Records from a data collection
☆ ☆ ☆ ☆ ☆

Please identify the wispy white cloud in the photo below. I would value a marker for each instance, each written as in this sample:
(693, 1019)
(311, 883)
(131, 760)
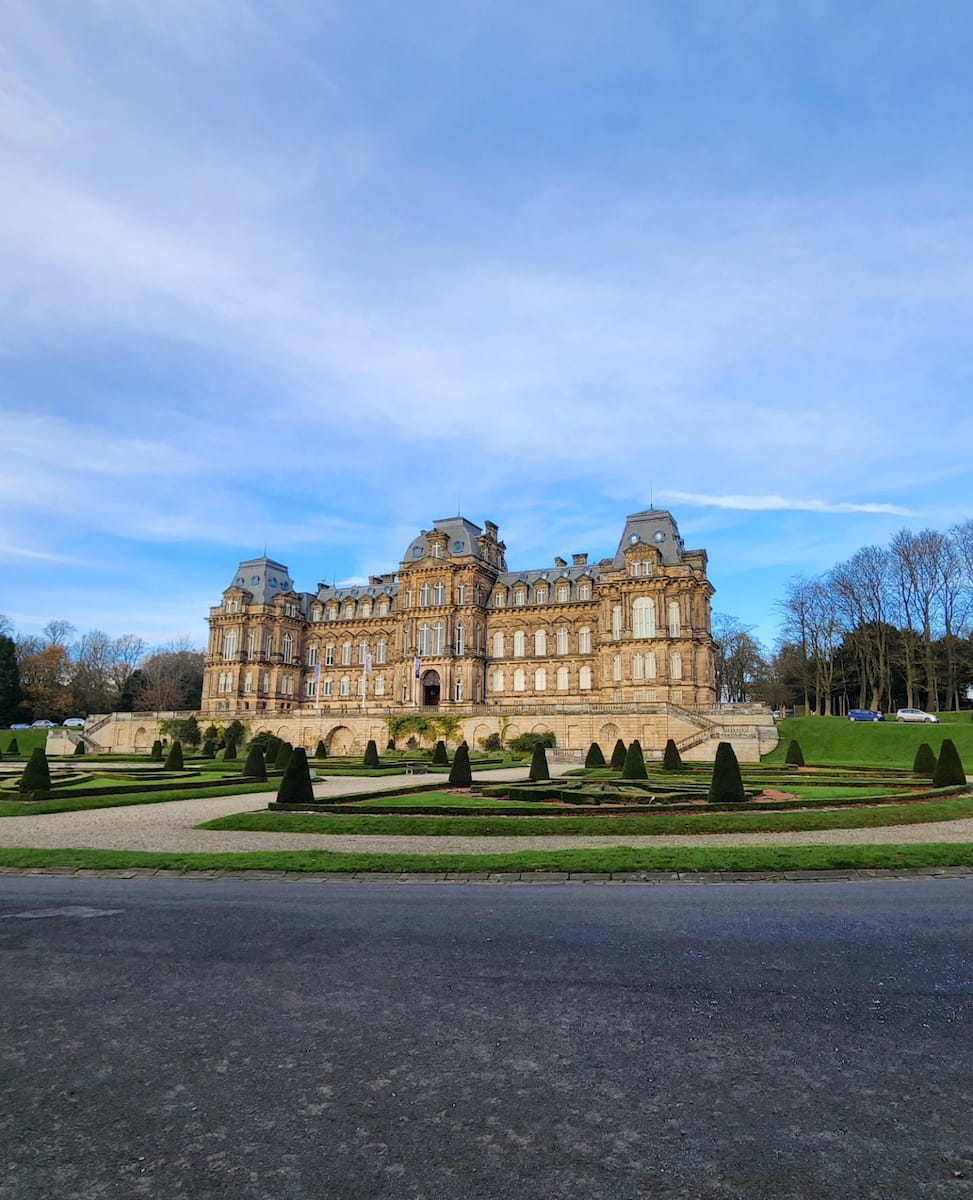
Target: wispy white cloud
(781, 504)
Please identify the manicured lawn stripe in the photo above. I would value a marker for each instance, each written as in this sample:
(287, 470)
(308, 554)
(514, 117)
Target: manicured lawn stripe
(612, 859)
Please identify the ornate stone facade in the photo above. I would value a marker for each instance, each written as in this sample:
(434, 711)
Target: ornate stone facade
(454, 629)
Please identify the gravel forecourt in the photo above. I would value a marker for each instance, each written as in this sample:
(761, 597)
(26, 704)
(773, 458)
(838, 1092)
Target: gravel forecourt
(168, 827)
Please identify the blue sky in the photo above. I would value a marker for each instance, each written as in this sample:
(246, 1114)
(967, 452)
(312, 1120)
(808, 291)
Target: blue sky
(307, 276)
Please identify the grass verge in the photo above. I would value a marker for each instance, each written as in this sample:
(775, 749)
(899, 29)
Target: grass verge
(610, 861)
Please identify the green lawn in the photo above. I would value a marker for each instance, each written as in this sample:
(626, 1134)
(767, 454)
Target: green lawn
(595, 826)
(834, 741)
(611, 859)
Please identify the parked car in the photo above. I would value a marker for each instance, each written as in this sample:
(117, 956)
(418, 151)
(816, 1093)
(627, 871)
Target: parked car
(917, 717)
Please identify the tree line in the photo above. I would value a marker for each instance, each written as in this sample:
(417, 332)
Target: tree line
(888, 628)
(59, 673)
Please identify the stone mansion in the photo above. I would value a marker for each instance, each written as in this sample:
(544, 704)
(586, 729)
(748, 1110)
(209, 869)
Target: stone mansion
(454, 629)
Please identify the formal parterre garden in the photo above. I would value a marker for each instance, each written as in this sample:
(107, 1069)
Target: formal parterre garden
(826, 774)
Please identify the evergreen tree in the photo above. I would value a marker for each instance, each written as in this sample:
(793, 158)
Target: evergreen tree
(924, 763)
(726, 785)
(460, 773)
(539, 769)
(35, 783)
(618, 756)
(949, 771)
(594, 757)
(11, 693)
(295, 784)
(671, 759)
(794, 756)
(254, 767)
(635, 762)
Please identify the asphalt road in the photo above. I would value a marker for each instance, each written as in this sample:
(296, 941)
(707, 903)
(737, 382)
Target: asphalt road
(188, 1038)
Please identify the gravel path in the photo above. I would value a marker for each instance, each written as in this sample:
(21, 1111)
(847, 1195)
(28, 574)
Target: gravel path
(169, 827)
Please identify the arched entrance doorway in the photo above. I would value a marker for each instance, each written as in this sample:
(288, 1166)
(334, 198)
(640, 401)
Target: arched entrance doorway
(431, 689)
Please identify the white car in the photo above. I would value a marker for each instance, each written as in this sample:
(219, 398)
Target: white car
(917, 717)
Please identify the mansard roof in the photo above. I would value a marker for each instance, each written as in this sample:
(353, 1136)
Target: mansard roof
(263, 577)
(461, 538)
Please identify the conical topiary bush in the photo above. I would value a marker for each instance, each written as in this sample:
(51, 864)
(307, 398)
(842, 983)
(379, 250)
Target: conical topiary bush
(671, 757)
(295, 784)
(949, 771)
(794, 756)
(254, 766)
(594, 759)
(618, 756)
(924, 763)
(635, 762)
(35, 783)
(460, 772)
(726, 786)
(539, 768)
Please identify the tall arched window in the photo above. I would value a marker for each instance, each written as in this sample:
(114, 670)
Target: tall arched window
(643, 617)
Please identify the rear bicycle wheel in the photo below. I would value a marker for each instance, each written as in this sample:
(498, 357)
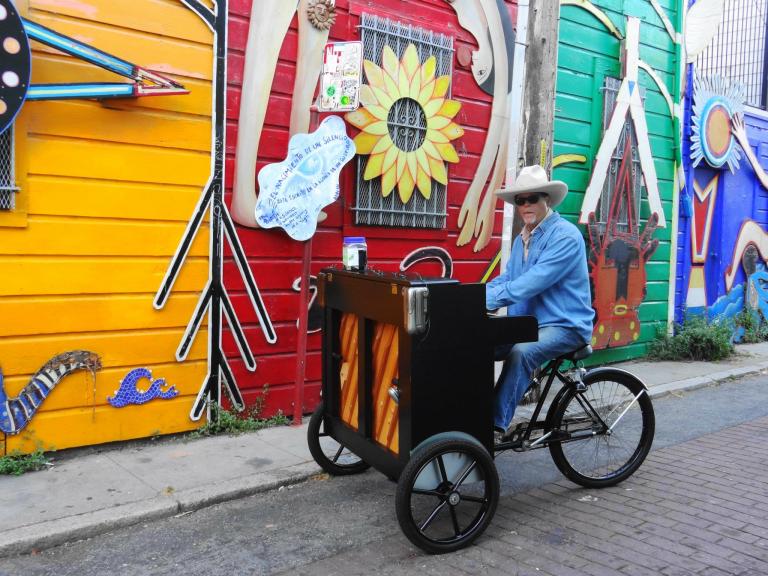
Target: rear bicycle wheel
(607, 429)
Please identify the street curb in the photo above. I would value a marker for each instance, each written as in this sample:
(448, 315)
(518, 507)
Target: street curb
(35, 537)
(703, 381)
(43, 535)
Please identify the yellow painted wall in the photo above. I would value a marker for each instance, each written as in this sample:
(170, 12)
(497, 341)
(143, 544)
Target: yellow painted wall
(107, 190)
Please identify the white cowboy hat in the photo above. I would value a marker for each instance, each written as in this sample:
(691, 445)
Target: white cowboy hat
(534, 179)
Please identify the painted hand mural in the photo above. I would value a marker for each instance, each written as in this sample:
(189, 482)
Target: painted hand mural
(624, 166)
(488, 21)
(268, 28)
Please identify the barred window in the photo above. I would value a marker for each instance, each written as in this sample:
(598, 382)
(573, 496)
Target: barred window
(738, 50)
(407, 128)
(8, 187)
(610, 91)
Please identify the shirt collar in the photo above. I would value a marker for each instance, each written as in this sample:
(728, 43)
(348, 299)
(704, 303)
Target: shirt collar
(541, 225)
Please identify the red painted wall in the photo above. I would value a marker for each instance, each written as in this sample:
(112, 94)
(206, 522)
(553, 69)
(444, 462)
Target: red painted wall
(275, 259)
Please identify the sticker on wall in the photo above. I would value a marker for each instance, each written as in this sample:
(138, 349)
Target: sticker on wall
(294, 191)
(214, 297)
(716, 101)
(130, 393)
(406, 87)
(15, 69)
(321, 13)
(15, 413)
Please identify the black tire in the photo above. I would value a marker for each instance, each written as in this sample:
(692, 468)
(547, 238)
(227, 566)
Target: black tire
(447, 493)
(332, 457)
(601, 457)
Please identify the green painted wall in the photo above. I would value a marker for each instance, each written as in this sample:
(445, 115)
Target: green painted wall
(588, 52)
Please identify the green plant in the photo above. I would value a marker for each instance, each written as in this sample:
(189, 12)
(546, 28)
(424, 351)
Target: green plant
(696, 339)
(223, 421)
(16, 463)
(755, 329)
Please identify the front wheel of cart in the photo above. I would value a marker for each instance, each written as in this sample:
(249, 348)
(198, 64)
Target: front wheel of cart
(332, 457)
(447, 493)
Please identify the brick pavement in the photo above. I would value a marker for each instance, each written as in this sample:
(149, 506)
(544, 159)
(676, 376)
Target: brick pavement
(697, 508)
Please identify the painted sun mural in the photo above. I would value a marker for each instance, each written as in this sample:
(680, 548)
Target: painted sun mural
(716, 101)
(410, 87)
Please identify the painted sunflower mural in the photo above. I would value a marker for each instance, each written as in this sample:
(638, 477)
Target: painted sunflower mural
(396, 91)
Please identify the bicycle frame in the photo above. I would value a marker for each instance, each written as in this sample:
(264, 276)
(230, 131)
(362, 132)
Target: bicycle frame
(521, 436)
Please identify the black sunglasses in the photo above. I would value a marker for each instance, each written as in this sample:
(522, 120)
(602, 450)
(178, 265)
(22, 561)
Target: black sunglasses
(531, 199)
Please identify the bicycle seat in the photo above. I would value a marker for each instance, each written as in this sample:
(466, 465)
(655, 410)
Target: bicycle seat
(578, 354)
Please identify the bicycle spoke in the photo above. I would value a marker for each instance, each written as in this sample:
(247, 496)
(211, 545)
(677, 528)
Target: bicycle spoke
(434, 493)
(455, 521)
(441, 465)
(432, 516)
(475, 499)
(467, 471)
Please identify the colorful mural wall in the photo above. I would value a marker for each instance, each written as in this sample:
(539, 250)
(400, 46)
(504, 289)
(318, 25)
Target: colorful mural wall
(616, 145)
(724, 212)
(458, 97)
(106, 188)
(138, 290)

☆ ☆ ☆ ☆ ☆

#### [GIVEN TASK]
Copy out every row above with "I would like" substituted for "I would value" and nothing else altered. Leave the pictures out.

#### [COMPLETE RESPONSE]
Please identify the wispy white cloud in the photo below. I would like a marker for each instance, each written as in this sample:
(693, 1019)
(311, 883)
(131, 760)
Target: wispy white cloud
(781, 504)
Please identify the manicured lawn stripe in the photo above. I would like a marker for each instance, each written as in this sample:
(287, 470)
(308, 554)
(514, 117)
Target: manicured lawn stripe
(612, 859)
Please identify the ornate stone facade in the photo above. I would like a marker for each instance, each written as in this sample:
(434, 711)
Target: ornate stone facade
(454, 629)
Please identify the gravel forecourt in the photo above. I would like a marker for each instance, each written as in this sample:
(761, 597)
(26, 704)
(773, 458)
(838, 1092)
Target: gravel forecourt
(168, 827)
Please identify the blue sky in the photo above. I would like a marker for each instance, each written as in this sample:
(246, 1114)
(967, 452)
(312, 1120)
(808, 291)
Target: blue sky
(307, 276)
Please identify the grass verge in the photo above. I would like a marker for each instance, each written as in this sample:
(775, 749)
(899, 29)
Target: grass verge
(610, 861)
Please identify the green lawn in the photo above. I would like a marker for each instance, each written as in this sample:
(626, 1134)
(767, 454)
Target: green lawn
(595, 826)
(834, 741)
(611, 859)
Please identify the parked car in the photo above. I would like a marker for each instance, each written as in this sample:
(117, 956)
(418, 151)
(816, 1093)
(627, 871)
Target: parked car
(917, 717)
Please identify the tree line in the photo above. I would like a marker for each instance, each written as in this sample:
(417, 332)
Target: tree line
(888, 628)
(59, 673)
Please identify the stone mansion in the photo above. I would like a marker for each instance, each written as in this sample:
(544, 704)
(586, 729)
(748, 1110)
(209, 869)
Target: stone mansion
(454, 629)
Please identify the formal parterre garden in the photo above. I would like a marker for each instance, each written as in this sample:
(107, 1069)
Target: formal parterre garden
(826, 774)
Please identify the evergreen tree in the photo above. I would like a marker for each instance, each written as in this sample:
(793, 158)
Target: evergreen tree
(924, 763)
(726, 785)
(460, 773)
(539, 769)
(35, 783)
(618, 756)
(949, 771)
(594, 757)
(11, 693)
(295, 784)
(671, 759)
(794, 756)
(254, 767)
(635, 762)
Please identify the asphalt road in the photo above. I would like a marker for each instance, each written as in this sample:
(296, 941)
(707, 903)
(737, 382)
Target: asphalt road
(188, 1038)
Please identify the gravel path in the photo above. I would like a marker for each instance, each written as in this sample:
(21, 1111)
(847, 1195)
(28, 574)
Target: gravel path
(169, 827)
Please identify the arched entrance doorway in the photo above. I would like a marker for each instance, each written as in this sample:
(288, 1166)
(334, 198)
(640, 401)
Target: arched entrance doorway
(431, 689)
Please identify the white car in the photo above. I would like a marker for each instance, each written as in this sample:
(219, 398)
Target: white car
(917, 717)
Please identify the mansard roof in the photo above. I would like a marker for each instance, each written as in this sample:
(353, 1136)
Target: mansard roof
(263, 577)
(461, 538)
Please identify the conical topiary bush in the photo above. I would like a marker for each instance, each written as in this sample:
(51, 864)
(307, 398)
(842, 983)
(379, 250)
Target: conical topiary bush
(671, 757)
(295, 784)
(949, 771)
(794, 756)
(254, 766)
(594, 759)
(618, 756)
(924, 763)
(635, 762)
(35, 783)
(460, 772)
(726, 786)
(539, 768)
Please identify the tall arched window in the photo above. I would like a marker for each instance, each written as in this sample:
(114, 670)
Target: tall arched window
(643, 617)
Please identify the rear bicycle wheel in the photo below. I would like a marker for each instance, each written as in this sample:
(498, 357)
Target: rear bicycle wheel
(607, 429)
Please identify the street curb in the photo above. I would like a marker for each instance, each written as in this sample:
(448, 315)
(518, 507)
Target: street curb
(35, 537)
(703, 381)
(43, 535)
Please identify the yellow painted wall in the photo above. I would like a marker for each instance, each written as in this sample:
(170, 12)
(497, 341)
(143, 544)
Target: yellow painted wall
(107, 190)
Please identify the white cowboy hat in the photo above. I would like a marker for each instance, each written as in this sample:
(691, 445)
Target: white cowboy hat
(534, 179)
Please identify the painted hand mural in the photo above. I would like a marker for each instance, each written as in this sample:
(189, 482)
Target: painted hand mural
(624, 166)
(488, 21)
(268, 28)
Please identify the barred window in the photo above. I would like a marker for each instance, each written as in this sample:
(598, 382)
(573, 496)
Target: barred window
(738, 50)
(407, 128)
(8, 187)
(610, 91)
Please identify the shirt collar in the photo above. I would like a marker for each instance, each written as in this sample:
(728, 43)
(348, 299)
(704, 303)
Target: shirt collar
(541, 225)
Please identify the red painted wall in the photo above. I would like a marker for each instance, each written as in this sample:
(112, 94)
(206, 522)
(553, 69)
(444, 462)
Target: red painted wall
(275, 259)
Please identify the sticker on wall in the photo above. I would like a marker for each instance, each written as in this sample:
(138, 349)
Target: sticker on wall
(294, 191)
(214, 297)
(716, 101)
(130, 393)
(406, 87)
(15, 69)
(321, 13)
(15, 413)
Please identify the black tire in the photo above. I would like a marker for each instance, each written as in this sample:
(692, 468)
(547, 238)
(227, 566)
Target: black tire
(447, 493)
(332, 457)
(601, 457)
Please identify the green painted wall in the photo above. I would like a marker for each instance, each written as in this sample:
(445, 115)
Target: green painted wall
(588, 52)
Please identify the green plant in the photo above. I would like a marker for each instance, each written as in this sample:
(189, 12)
(546, 28)
(424, 351)
Target: green plant
(696, 339)
(223, 421)
(16, 463)
(755, 329)
Please identify the front wheel of cart in the photo above. I would like a marker for each instance, each written as in this sample:
(249, 348)
(198, 64)
Target: front wheel of cart
(332, 457)
(447, 493)
Please identify the brick pavement in the photo above. I would like a marker for each instance, each written as in this sample:
(149, 506)
(544, 159)
(676, 376)
Target: brick pavement
(697, 508)
Please identify the painted sun mural in the photo above. I would like a marker for each instance, each written as in this sample:
(680, 548)
Target: painted sun mural
(716, 101)
(410, 87)
Please identify the painted sunflower mural in the photo above. I would like a marker for each instance, each written as in this sample:
(638, 477)
Target: painted sunflower mural
(396, 91)
Please identify the bicycle frame in the photo above. I would like a marker for each instance, each written as in this sample:
(264, 276)
(230, 131)
(362, 132)
Target: bicycle frame
(521, 436)
Please identify the black sunglasses in the photo above. I would like a marker for each instance, each written as in this sample:
(522, 120)
(602, 450)
(178, 265)
(22, 561)
Target: black sunglasses
(531, 199)
Please identify the bicycle seat in the photo above. I would like a marker for each instance, each written as in this sample:
(466, 465)
(655, 410)
Target: bicycle seat
(578, 354)
Please identify the bicycle spoke in the photo above. I would like a marker for each instance, each written as in this sample:
(247, 496)
(211, 545)
(677, 528)
Target: bicycle spoke
(434, 493)
(455, 521)
(441, 465)
(432, 516)
(475, 499)
(467, 471)
Please identify the colorful mural wall in the photo above. I would like a marker for each instance, each written as in this sample:
(539, 250)
(400, 46)
(504, 289)
(318, 25)
Target: colorful mural wall
(616, 145)
(724, 212)
(458, 97)
(106, 188)
(138, 290)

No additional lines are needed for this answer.